### What you should do
Print every record below exactly as written.

### Data for this task
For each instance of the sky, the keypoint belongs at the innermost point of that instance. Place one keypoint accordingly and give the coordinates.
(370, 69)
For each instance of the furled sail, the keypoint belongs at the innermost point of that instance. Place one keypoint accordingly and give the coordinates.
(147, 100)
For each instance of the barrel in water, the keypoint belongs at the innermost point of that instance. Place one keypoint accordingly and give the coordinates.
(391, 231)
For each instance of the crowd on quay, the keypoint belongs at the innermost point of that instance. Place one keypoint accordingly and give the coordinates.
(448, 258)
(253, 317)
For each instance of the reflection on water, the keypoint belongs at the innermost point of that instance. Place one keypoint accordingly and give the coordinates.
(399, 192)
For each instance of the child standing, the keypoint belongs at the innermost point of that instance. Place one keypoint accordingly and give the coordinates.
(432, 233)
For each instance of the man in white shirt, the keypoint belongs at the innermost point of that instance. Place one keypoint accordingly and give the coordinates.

### In response
For each instance of the sky, the keypoint belongs at the innermost point of that instance. Place one keypoint accordingly and give the coordinates.
(370, 69)
For each instance of the furled sail, the keypoint belongs at the innermost point of that instance. Place one keypoint accordingly and give the coordinates.
(147, 100)
For each instance of the barrel in water, the keypoint belongs at the innermost point of that instance. Place one keypoint accordingly and give the coordinates.
(391, 231)
For each instance of the crowd on quay, the keypoint belongs at the innermost point of that instance. Place one keypoint accordingly and give the coordinates.
(448, 258)
(253, 317)
For each instance of the reflection on water, the keypoint belongs at the innermost point of that instance. Place one keypoint accordingly and give the coordinates.
(399, 192)
For each instance of the child standing, the keypoint belongs at the innermost point of that instance. Place one keypoint accordingly and give the coordinates.
(432, 233)
For each instance of the man in white shirt, the keypoint belongs at the innermost point of that instance. Place one keypoint accordingly and give the coordinates.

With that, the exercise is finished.